Natural-language object grounding data
━━━━━━

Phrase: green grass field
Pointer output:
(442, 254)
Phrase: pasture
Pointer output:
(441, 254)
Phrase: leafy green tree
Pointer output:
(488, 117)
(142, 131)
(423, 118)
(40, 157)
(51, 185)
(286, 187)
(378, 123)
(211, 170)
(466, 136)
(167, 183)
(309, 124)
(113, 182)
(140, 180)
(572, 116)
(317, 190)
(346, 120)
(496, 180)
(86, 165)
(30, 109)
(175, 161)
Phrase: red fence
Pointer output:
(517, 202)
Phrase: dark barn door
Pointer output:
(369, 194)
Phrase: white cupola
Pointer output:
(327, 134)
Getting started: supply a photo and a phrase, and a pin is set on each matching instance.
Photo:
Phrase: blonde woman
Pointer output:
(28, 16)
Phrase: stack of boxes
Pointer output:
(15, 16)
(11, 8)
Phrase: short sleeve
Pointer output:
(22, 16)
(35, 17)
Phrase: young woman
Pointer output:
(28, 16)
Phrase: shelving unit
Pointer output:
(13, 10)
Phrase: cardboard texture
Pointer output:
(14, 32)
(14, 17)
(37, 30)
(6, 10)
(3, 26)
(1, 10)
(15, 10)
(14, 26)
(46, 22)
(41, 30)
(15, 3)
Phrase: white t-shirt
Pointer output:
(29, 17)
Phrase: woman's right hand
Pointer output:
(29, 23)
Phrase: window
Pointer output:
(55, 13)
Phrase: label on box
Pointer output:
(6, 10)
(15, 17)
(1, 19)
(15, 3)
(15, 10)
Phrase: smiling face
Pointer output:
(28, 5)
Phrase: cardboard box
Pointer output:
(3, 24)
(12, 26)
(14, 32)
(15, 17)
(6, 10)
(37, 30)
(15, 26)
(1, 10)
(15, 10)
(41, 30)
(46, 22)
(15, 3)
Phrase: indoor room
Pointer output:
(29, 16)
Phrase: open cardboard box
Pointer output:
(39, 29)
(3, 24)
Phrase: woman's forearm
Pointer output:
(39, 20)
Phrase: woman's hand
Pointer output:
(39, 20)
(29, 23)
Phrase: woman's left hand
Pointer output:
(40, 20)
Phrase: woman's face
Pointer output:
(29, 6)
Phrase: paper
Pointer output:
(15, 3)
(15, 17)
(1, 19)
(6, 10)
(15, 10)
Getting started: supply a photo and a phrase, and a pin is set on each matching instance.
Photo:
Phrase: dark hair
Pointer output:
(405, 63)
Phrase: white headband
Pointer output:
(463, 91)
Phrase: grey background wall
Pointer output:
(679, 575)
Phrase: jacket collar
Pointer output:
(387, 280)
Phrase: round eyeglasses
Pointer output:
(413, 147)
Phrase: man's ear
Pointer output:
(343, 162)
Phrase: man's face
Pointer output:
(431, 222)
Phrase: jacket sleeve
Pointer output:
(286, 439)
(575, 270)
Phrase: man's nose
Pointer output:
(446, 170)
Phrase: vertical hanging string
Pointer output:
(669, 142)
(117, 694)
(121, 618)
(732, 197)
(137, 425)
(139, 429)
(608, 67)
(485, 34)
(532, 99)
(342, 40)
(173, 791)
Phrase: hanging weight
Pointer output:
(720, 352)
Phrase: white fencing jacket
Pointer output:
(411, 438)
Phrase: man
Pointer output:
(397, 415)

━━━━━━

Every record above needs to be given again exactly.

• Solution
Phrase: green grass field
Pointer output:
(442, 254)
Phrase: pasture
Pointer output:
(441, 254)
Phrase: leafy green tree
Pointer output:
(488, 117)
(142, 131)
(423, 118)
(40, 157)
(51, 185)
(286, 187)
(378, 123)
(211, 170)
(466, 136)
(167, 183)
(309, 124)
(113, 182)
(140, 180)
(572, 116)
(317, 190)
(346, 120)
(496, 180)
(86, 165)
(30, 109)
(175, 161)
Phrase: red fence
Pointer output:
(517, 202)
Phrase: dark barn door
Pointer output:
(369, 194)
Phrase: white cupola
Pointer output:
(327, 134)
Getting started: supply a photo and a phrase, and a pin is set on each matching instance.
Photo:
Phrase: blonde woman
Pointer output:
(28, 16)
Phrase: stack of boxes
Pointer output:
(15, 16)
(11, 8)
Phrase: short sleeve
Pointer output:
(22, 16)
(35, 17)
Phrase: young woman
Pointer output:
(28, 16)
Phrase: shelving unit
Pointer output:
(13, 10)
Phrase: cardboard texture
Pointer output:
(14, 32)
(14, 17)
(37, 30)
(6, 10)
(3, 26)
(1, 10)
(15, 10)
(14, 26)
(46, 22)
(41, 30)
(15, 3)
Phrase: white t-shirt
Pointer output:
(29, 17)
Phrase: woman's right hand
Pointer output:
(29, 23)
Phrase: window
Pointer output:
(55, 13)
Phrase: label on box
Pointer output:
(6, 10)
(15, 17)
(1, 19)
(15, 3)
(15, 10)
Phrase: smiling face
Pointer output:
(28, 5)
Phrase: cardboard box
Pointer output:
(3, 24)
(12, 26)
(14, 32)
(15, 17)
(6, 10)
(37, 30)
(15, 26)
(1, 10)
(15, 10)
(41, 30)
(46, 22)
(15, 3)
Phrase: indoor room
Pointer output:
(29, 16)
Phrase: open cardboard box
Pointer output:
(39, 29)
(3, 24)
Phrase: woman's forearm
Pointer output:
(39, 20)
Phrase: woman's hand
Pointer output:
(39, 20)
(29, 23)
Phrase: woman's left hand
Pointer output:
(40, 20)
Phrase: woman's face
Pointer output:
(29, 6)
Phrase: paper
Pointer output:
(15, 3)
(15, 17)
(1, 19)
(6, 10)
(15, 10)
Getting started: supply a photo and a phrase, and a pin is set on each matching instance.
Photo:
Phrase: dark hair
Pointer output:
(405, 63)
Phrase: white headband
Pointer output:
(463, 91)
Phrase: grey background wall
Pointer output:
(679, 575)
Phrase: jacket collar
Pointer output:
(387, 280)
Phrase: round eyeglasses
Pointer output:
(413, 147)
Phrase: man's ear
Pointer output:
(343, 162)
Phrase: man's face
Pointer output:
(431, 222)
Phrase: jacket sleeve
Pointer output:
(286, 439)
(575, 270)
Phrase: man's nose
Pointer output:
(446, 170)
Phrase: vertical hanging string
Pointer output:
(669, 142)
(117, 694)
(121, 618)
(732, 197)
(137, 425)
(139, 429)
(608, 67)
(485, 34)
(532, 99)
(342, 40)
(173, 791)
Phrase: hanging weight
Pointer output:
(720, 352)
Phrase: white fencing jacket
Pointer output:
(411, 438)
Phrase: man
Pointer output:
(397, 415)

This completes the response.